(Saved entries)
===

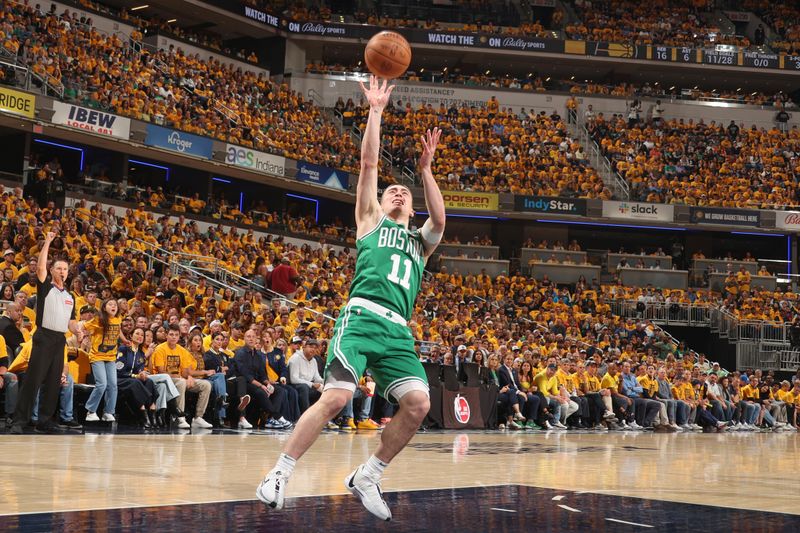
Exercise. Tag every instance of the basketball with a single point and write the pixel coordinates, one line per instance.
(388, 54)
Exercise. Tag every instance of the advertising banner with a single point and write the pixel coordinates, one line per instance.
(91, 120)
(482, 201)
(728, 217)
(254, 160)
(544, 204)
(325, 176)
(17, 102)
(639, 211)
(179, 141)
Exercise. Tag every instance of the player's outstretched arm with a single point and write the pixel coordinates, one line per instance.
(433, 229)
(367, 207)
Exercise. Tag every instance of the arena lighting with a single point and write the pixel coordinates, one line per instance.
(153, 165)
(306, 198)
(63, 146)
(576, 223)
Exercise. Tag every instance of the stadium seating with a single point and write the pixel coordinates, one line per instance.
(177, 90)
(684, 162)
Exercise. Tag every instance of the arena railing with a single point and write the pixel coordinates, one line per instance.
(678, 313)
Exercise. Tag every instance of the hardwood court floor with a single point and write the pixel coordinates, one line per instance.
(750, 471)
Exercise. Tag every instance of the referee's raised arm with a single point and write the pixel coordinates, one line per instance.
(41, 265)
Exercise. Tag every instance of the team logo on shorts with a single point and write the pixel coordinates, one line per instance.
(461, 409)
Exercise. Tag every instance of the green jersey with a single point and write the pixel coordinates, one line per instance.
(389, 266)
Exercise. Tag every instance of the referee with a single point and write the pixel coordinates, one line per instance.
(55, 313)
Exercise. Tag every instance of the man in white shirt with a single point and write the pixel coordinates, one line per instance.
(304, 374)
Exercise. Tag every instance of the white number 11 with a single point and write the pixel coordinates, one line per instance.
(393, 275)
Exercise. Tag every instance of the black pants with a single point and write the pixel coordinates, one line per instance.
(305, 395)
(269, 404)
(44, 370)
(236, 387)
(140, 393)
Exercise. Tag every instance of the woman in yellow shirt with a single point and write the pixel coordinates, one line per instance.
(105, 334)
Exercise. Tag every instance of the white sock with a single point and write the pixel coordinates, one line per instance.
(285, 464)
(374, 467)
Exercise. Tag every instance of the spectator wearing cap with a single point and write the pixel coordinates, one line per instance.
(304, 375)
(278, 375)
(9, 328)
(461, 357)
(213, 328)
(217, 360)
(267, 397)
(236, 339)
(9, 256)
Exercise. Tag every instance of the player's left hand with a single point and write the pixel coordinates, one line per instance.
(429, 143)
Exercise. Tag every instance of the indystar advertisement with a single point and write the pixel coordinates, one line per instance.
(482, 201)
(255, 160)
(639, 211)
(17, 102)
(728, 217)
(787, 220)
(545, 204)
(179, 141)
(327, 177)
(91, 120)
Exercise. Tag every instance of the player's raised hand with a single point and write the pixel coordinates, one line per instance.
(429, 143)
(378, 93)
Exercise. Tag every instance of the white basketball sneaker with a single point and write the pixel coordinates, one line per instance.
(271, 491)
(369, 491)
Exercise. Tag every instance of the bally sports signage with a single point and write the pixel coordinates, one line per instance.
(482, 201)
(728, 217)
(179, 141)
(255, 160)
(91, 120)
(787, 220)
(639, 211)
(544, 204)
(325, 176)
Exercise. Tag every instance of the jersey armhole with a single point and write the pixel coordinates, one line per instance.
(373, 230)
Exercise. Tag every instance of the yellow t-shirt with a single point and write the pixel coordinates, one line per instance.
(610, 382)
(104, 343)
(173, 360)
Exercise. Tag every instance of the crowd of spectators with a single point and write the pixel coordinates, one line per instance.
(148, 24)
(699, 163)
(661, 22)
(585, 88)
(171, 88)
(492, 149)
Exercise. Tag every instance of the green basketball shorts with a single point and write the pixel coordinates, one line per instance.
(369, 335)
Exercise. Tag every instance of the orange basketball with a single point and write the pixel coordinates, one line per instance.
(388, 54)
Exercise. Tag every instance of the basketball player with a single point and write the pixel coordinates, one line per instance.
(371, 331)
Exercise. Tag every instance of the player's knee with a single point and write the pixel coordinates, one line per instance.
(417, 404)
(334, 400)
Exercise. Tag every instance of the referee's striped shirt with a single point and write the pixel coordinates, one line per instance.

===

WHAT THE TASK ASKS: Only the records are wanted, copied exactly, with the pictures dropped.

SOLUTION BELOW:
Exercise. Tag every instance of the basketball with a single point and write the pixel coordinates, one line per instance.
(388, 54)
Exercise. Tag every instance of the advertising banner with a single point and write the pixel coordinates, one line per instance.
(91, 120)
(482, 201)
(728, 217)
(254, 160)
(544, 204)
(325, 176)
(17, 102)
(639, 211)
(179, 141)
Exercise. Tag every instance of the player's outstretched arm with a single point and write the pixel coordinates, one line per instance.
(433, 229)
(367, 207)
Exercise. Tag every instance of the arena lighting with a single point and write the pixel coordinates, one line per instance.
(153, 165)
(306, 198)
(63, 146)
(576, 223)
Exercise. Tag every instance of the stadium seating with a single point and write the pixel coordinates, one line per instance.
(177, 90)
(684, 162)
Exercise. Tag every instance of the arena railing with a single point and write the pixel coordinates, one line per instance.
(678, 313)
Exercise. Tag every instance of the hardwood court floor with a single point and write the pixel coordinates, one line per instance.
(750, 471)
Exercise. Tag every instance of the referee's raised arm with a single point and write the pixel coordinates, one line per instance.
(41, 265)
Exercise. Tag every instance of the team logo on shorts with a single point and write the pixel coordinates, one line per instance.
(461, 409)
Exercise. Tag every instance of the green jersey with a single point and write the pixel coordinates, one line per instance.
(389, 266)
Exercise. Tag every instance of the referee with a single point and write the pixel coordinates, one line per instance.
(55, 313)
Exercise. Tag every instance of the man in white shirt with a single point and write the pixel coordinates, one line per instance.
(304, 374)
Exercise. Tag every instance of the white number 11 with a single point and write the pixel coordinates, one line per instance.
(393, 275)
Exercise. Tag every instance of the black pants with a single point and write the pixel coordinates, one line per instance.
(305, 395)
(269, 404)
(44, 370)
(236, 387)
(140, 393)
Exercise. Tag every instance of the woman in yellow shirt with a single point and write the pixel coordinates, one line per instance.
(105, 334)
Exercise. Tag every instance of the white sock with a single point and write the pixel coordinates, one line per instance.
(285, 464)
(374, 467)
Exercise. Tag every instance of the spectator wearing cap with a single point and write the pixel coordinates, one line per instance.
(304, 375)
(278, 375)
(9, 328)
(461, 357)
(213, 328)
(217, 360)
(267, 397)
(236, 339)
(9, 256)
Exercise. Tag every instance of the player's left hand with a single point and write the pixel coordinates, one line per instance.
(429, 143)
Exercise. Tag every instance of the indystar advertisement with a single point and write the pixel coordinates, one line per instance.
(482, 201)
(255, 160)
(639, 211)
(17, 102)
(728, 217)
(787, 220)
(545, 204)
(179, 141)
(327, 177)
(91, 120)
Exercise. Tag every instance of the player's raised hand with a single point and write the pixel coordinates, one line per instance.
(429, 143)
(378, 93)
Exercise. Tag every instance of the white basketball sneaker with a single point and write the pixel coordinates, one line per instance.
(271, 491)
(369, 491)
Exercise. Tag every instance of the bally sports signage with a single point and write the pixel coordinates, one line per instance.
(482, 201)
(728, 217)
(179, 141)
(255, 160)
(91, 120)
(787, 220)
(639, 211)
(544, 204)
(325, 176)
Exercise. Tag every instance of the jersey armhole with a single point and write the pixel coordinates, one line per instance.
(373, 230)
Exercise. Tag every instance of the yellow t-shirt with a single point and write the pixel coordinates, one line per instance.
(610, 382)
(104, 343)
(173, 360)
Exercise. Tag every instance of the crowd of spectators with a single point and write the pixel coordinates, one line per instance.
(148, 24)
(699, 163)
(661, 22)
(585, 88)
(171, 88)
(492, 149)
Exercise. Tag every instance of the green basketball shorts with a single point and write the pixel coordinates, one line per instance.
(369, 335)
Exercise. Tag every instance of the orange basketball with a single point and write the pixel coordinates, one line per instance.
(388, 54)
Exercise. Tag every instance of the basketball player with a single point and write the pixel coordinates, one line per instance.
(371, 331)
Exercise. Tag every instance of the player's knee with a single point and write the pixel coordinates, one line per instance.
(417, 404)
(334, 400)
Exercise. Tag every instance of the referee's striped shirt with a single point and write the pixel coordinates, one line per instance.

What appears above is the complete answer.